### Data:
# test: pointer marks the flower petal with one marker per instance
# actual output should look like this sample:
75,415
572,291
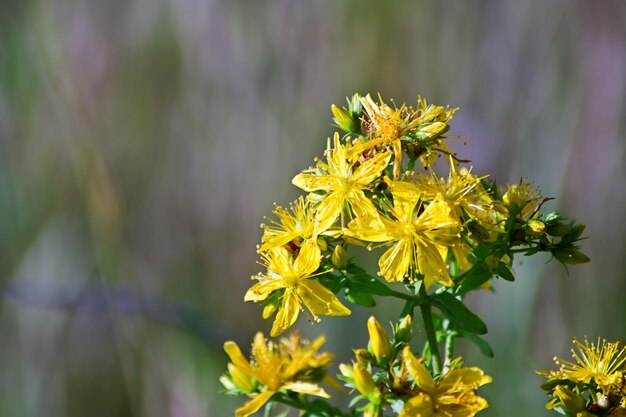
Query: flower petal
306,388
328,210
254,404
288,313
394,264
371,169
308,259
320,300
261,290
420,374
310,182
418,406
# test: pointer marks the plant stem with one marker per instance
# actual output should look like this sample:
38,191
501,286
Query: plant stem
429,327
416,300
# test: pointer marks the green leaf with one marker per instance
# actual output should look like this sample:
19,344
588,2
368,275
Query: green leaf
485,348
360,298
473,278
458,314
503,271
367,284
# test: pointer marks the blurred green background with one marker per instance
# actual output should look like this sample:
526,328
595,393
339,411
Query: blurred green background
142,142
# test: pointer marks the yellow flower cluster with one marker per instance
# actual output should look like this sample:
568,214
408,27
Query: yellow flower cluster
360,192
453,393
594,384
291,365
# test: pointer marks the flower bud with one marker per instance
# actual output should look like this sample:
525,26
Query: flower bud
570,256
346,370
269,310
343,119
573,402
321,242
404,329
536,228
363,356
363,381
242,380
339,257
378,339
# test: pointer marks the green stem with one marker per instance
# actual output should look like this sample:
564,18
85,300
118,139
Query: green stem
429,327
416,300
303,404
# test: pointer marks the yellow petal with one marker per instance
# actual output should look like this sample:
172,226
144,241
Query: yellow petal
394,264
232,350
378,338
310,182
308,259
327,211
254,404
418,406
306,388
371,169
261,290
287,315
420,374
406,195
320,300
362,206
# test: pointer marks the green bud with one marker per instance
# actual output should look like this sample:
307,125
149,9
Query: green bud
536,228
404,330
343,119
363,356
570,256
355,107
364,382
573,402
339,257
379,341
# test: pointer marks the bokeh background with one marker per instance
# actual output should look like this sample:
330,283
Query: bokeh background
142,142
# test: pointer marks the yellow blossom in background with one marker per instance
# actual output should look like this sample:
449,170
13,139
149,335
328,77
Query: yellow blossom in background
414,230
452,395
297,223
522,199
379,340
293,276
343,179
277,367
602,362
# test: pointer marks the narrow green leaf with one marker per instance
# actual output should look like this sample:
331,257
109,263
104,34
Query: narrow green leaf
473,278
458,313
485,348
368,284
503,271
360,298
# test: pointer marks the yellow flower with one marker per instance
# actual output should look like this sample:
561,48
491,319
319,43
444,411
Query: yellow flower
294,224
379,339
414,229
293,275
343,179
522,199
461,191
390,126
602,362
452,395
283,367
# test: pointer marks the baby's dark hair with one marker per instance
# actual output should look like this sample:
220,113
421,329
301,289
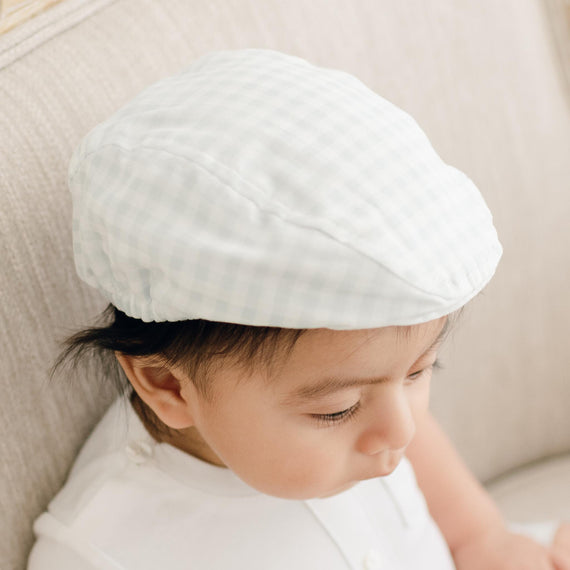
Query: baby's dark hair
195,345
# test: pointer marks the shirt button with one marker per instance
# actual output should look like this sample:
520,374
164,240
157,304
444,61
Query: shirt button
138,451
372,560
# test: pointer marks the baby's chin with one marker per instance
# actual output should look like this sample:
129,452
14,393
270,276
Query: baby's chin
338,490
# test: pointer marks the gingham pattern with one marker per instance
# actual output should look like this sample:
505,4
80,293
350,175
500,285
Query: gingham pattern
259,189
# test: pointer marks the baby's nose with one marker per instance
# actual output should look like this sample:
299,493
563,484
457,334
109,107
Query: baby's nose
390,426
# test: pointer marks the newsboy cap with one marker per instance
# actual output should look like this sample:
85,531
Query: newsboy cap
256,188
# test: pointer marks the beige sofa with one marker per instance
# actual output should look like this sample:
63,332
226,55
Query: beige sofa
485,81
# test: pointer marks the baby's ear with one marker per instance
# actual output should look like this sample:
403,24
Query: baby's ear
159,388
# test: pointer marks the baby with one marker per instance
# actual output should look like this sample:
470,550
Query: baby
283,253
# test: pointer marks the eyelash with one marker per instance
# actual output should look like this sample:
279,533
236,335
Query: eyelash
345,415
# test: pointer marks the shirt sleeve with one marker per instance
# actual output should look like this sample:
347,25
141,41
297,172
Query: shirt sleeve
47,553
59,546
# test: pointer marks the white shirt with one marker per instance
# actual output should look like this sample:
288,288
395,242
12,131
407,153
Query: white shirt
133,504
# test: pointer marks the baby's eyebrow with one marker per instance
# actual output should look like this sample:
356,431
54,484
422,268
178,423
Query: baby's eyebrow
329,385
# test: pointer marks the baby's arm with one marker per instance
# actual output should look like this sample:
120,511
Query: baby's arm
471,523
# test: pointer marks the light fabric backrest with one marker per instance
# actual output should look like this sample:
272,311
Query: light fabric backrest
482,79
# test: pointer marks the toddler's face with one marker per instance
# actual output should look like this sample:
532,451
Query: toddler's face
341,408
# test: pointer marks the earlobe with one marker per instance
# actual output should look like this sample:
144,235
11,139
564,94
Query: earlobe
159,389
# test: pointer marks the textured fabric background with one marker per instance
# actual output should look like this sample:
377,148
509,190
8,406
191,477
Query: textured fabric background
483,79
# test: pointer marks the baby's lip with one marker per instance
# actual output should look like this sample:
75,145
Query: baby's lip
388,468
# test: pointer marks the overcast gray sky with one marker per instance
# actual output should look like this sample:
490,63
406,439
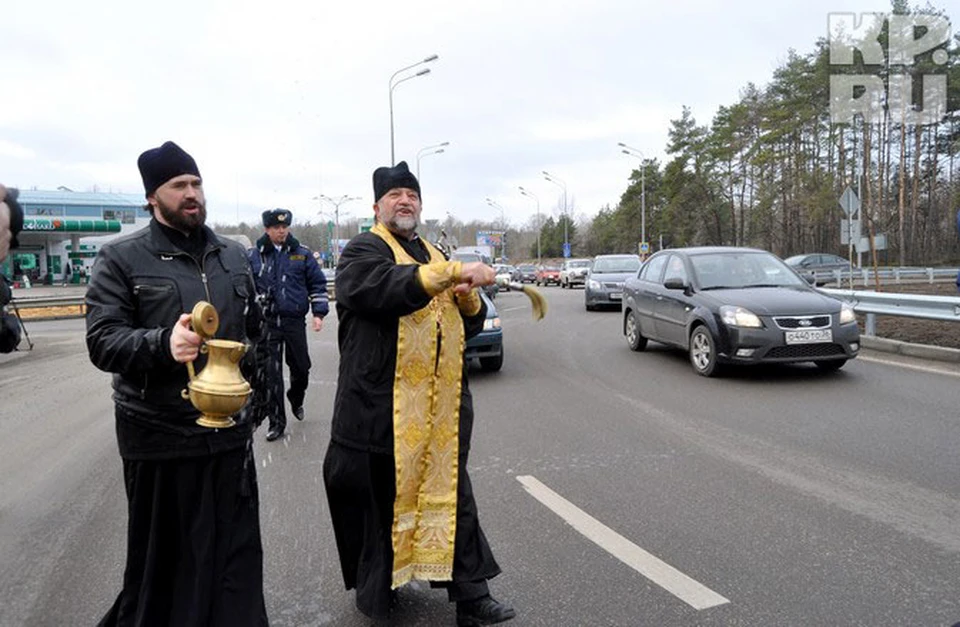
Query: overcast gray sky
285,100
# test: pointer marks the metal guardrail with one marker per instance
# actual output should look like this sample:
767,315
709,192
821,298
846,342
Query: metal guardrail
865,276
923,306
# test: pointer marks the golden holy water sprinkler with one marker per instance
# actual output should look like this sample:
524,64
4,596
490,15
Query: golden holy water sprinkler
219,391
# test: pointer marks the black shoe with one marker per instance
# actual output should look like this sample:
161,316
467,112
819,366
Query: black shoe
483,611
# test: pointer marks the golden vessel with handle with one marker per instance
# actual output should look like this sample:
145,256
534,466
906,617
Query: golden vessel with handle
219,391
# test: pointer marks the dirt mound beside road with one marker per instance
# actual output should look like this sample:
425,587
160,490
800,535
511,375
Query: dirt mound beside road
914,330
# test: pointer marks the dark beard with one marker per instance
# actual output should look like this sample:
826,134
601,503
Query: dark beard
181,221
398,229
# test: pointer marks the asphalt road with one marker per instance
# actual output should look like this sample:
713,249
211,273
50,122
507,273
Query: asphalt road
616,488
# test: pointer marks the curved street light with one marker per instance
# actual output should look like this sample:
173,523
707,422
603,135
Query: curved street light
336,202
566,218
636,152
393,85
527,192
437,149
503,225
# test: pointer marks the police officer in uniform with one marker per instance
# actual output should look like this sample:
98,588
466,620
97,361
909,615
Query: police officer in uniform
291,283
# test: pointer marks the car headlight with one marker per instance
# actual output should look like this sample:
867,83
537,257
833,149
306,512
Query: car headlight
739,317
847,314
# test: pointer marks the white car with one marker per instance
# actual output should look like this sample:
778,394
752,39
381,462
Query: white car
574,272
505,274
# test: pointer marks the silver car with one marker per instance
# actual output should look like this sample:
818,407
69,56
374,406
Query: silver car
604,286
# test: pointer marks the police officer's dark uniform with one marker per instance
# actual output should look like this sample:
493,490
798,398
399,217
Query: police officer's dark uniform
292,284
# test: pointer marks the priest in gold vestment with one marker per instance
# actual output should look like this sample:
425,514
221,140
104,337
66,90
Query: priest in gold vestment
396,469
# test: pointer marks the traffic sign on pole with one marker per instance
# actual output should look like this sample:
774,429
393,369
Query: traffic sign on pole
849,202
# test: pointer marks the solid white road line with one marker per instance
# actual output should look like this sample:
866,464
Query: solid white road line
659,572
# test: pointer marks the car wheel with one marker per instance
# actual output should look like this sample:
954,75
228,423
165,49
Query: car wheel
492,364
631,328
703,352
829,365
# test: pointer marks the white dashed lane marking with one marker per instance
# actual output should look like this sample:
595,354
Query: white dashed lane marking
659,572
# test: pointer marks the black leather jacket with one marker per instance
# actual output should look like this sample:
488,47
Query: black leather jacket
139,286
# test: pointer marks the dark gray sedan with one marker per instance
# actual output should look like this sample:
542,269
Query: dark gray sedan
604,283
736,306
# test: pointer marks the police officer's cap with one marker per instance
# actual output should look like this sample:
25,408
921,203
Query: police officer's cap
277,217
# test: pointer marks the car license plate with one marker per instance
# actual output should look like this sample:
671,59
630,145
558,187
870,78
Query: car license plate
808,336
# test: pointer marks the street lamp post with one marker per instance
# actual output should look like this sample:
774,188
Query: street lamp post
336,202
393,85
566,218
436,149
503,225
635,152
526,192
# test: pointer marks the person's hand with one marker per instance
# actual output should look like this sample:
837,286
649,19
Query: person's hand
184,343
5,235
474,274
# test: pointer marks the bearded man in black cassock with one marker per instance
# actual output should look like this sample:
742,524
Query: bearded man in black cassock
194,556
396,468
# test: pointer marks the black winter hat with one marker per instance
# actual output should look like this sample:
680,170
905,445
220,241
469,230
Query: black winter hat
277,217
385,179
159,165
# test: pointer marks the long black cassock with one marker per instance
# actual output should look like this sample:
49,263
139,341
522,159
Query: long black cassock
373,293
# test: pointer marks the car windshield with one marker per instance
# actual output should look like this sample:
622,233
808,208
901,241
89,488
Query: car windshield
732,270
616,264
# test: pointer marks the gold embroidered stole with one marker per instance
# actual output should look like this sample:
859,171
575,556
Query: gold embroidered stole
426,421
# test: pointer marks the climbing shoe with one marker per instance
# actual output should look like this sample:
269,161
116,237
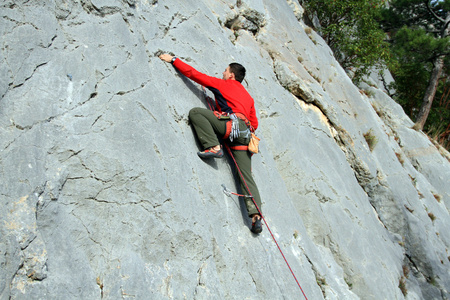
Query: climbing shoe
211,153
257,226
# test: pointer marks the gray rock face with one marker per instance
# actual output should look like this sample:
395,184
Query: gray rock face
103,195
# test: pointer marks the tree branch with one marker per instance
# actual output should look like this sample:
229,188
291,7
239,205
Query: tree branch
432,11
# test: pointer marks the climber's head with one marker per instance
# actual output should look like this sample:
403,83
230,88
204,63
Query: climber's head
234,71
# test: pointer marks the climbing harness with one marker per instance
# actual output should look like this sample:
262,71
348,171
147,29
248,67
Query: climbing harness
229,193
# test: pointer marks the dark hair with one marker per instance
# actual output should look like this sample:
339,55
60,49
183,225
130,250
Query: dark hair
238,70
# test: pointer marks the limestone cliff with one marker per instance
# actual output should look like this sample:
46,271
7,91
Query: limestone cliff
103,195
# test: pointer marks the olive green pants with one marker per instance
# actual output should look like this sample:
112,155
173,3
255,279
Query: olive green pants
207,126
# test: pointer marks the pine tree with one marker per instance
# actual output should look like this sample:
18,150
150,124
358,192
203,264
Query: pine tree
419,32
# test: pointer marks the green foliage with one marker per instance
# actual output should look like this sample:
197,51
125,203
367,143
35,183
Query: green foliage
416,38
352,32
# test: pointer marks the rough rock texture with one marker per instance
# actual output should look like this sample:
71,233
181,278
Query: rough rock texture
103,195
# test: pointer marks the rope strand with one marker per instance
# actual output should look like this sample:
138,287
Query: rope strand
211,105
265,222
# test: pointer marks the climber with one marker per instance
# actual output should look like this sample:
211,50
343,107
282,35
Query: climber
232,99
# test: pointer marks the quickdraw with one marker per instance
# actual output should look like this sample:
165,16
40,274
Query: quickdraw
229,193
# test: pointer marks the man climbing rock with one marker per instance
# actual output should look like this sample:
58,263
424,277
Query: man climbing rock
233,119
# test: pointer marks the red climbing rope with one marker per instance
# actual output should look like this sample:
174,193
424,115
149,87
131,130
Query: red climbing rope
211,107
265,222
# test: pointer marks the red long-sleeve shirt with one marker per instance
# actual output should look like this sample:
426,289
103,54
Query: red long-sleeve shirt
231,96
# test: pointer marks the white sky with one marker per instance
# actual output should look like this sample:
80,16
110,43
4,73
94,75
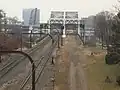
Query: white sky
85,7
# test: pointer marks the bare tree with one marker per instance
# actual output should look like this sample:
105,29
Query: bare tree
103,26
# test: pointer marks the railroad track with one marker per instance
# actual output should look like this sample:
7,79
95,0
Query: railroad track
40,66
8,67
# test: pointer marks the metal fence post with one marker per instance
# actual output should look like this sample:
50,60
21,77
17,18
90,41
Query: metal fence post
30,59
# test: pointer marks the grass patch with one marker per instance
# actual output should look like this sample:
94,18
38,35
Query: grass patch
97,72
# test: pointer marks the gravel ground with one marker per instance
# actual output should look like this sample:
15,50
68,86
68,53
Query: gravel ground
71,75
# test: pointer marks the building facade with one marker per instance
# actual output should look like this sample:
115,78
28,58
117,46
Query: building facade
29,16
70,21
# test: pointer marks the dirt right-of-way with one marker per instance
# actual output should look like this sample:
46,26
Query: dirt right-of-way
76,77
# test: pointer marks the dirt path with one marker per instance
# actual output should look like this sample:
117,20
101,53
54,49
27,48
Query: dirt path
72,55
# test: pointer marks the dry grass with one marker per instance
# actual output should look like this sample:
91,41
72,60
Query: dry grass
61,78
97,71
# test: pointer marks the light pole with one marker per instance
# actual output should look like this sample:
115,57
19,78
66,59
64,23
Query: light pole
30,29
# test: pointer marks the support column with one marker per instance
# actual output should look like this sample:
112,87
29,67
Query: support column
78,27
64,33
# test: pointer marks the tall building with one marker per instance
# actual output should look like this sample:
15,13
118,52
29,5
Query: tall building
29,16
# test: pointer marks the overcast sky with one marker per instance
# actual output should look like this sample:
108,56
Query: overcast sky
85,7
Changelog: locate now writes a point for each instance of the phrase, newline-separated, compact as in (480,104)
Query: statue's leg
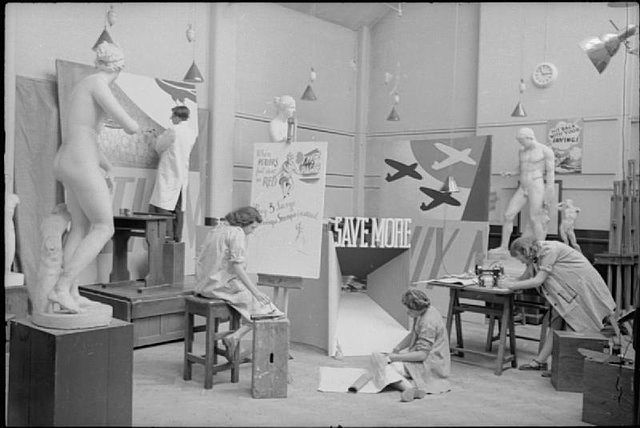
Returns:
(515,205)
(537,212)
(94,201)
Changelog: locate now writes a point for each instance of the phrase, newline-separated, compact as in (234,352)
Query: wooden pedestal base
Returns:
(70,377)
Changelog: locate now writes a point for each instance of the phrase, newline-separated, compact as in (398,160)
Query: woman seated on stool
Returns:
(577,293)
(221,274)
(427,357)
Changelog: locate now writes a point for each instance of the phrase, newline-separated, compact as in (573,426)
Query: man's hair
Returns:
(243,217)
(181,112)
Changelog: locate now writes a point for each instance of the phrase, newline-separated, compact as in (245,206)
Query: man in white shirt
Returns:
(174,147)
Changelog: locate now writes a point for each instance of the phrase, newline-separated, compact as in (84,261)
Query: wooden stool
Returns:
(214,311)
(270,358)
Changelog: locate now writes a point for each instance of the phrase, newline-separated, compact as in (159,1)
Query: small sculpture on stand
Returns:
(283,127)
(536,181)
(569,216)
(11,200)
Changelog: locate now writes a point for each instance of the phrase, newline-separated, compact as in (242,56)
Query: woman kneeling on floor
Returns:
(423,356)
(221,274)
(579,297)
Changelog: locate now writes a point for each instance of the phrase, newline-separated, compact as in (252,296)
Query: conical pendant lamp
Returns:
(450,185)
(393,115)
(519,110)
(308,94)
(193,75)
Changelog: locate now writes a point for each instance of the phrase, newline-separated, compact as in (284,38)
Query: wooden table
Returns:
(500,306)
(151,227)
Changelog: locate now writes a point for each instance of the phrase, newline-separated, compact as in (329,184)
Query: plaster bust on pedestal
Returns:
(283,127)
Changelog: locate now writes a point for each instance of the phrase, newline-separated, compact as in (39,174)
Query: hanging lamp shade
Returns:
(104,37)
(601,49)
(193,75)
(450,185)
(308,94)
(393,115)
(519,111)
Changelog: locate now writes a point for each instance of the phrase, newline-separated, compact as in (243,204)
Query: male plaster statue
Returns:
(569,216)
(536,175)
(86,173)
(283,127)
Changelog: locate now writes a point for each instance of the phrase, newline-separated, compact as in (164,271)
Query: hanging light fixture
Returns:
(308,94)
(109,20)
(193,74)
(519,110)
(601,49)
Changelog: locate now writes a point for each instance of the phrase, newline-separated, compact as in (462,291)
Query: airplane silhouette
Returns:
(403,170)
(438,197)
(454,156)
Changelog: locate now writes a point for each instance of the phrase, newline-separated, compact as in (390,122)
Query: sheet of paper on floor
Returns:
(364,327)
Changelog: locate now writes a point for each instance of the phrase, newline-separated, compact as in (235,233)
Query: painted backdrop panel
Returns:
(288,189)
(416,170)
(149,101)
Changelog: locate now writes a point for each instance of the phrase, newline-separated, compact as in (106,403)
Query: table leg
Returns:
(155,236)
(503,337)
(512,333)
(119,270)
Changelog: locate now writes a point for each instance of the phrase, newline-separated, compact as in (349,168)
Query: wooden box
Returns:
(607,398)
(70,377)
(270,358)
(567,362)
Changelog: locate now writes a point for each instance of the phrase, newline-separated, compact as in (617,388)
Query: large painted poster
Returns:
(416,170)
(565,137)
(288,189)
(149,101)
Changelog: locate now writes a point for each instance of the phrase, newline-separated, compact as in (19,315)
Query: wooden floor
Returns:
(479,398)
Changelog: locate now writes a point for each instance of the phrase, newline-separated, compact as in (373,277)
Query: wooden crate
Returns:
(567,362)
(607,398)
(270,358)
(70,377)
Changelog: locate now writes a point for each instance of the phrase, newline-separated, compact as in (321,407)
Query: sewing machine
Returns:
(488,277)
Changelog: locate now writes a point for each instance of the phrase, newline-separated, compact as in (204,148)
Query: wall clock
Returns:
(544,74)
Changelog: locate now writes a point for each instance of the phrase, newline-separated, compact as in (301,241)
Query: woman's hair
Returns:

### What needs to be done:
Retype everything from the row containing "as in (321,407)" down to the last of the rows, with both ends included.

### Correct output:
Changelog: locate now writes a point for each instance of the phrase, newline-separated, compact as in (321,407)
Query: sewing machine
Returns:
(488,277)
Changelog: locate now writes a point for each instance of the phrase, newline-separated, compact as in (204,148)
Query: wall clock
Returns:
(544,74)
Changelog: locate now writes a point for each instance of the phrase, newline-separated, compact as in (301,241)
Query: woman's hair
Returns:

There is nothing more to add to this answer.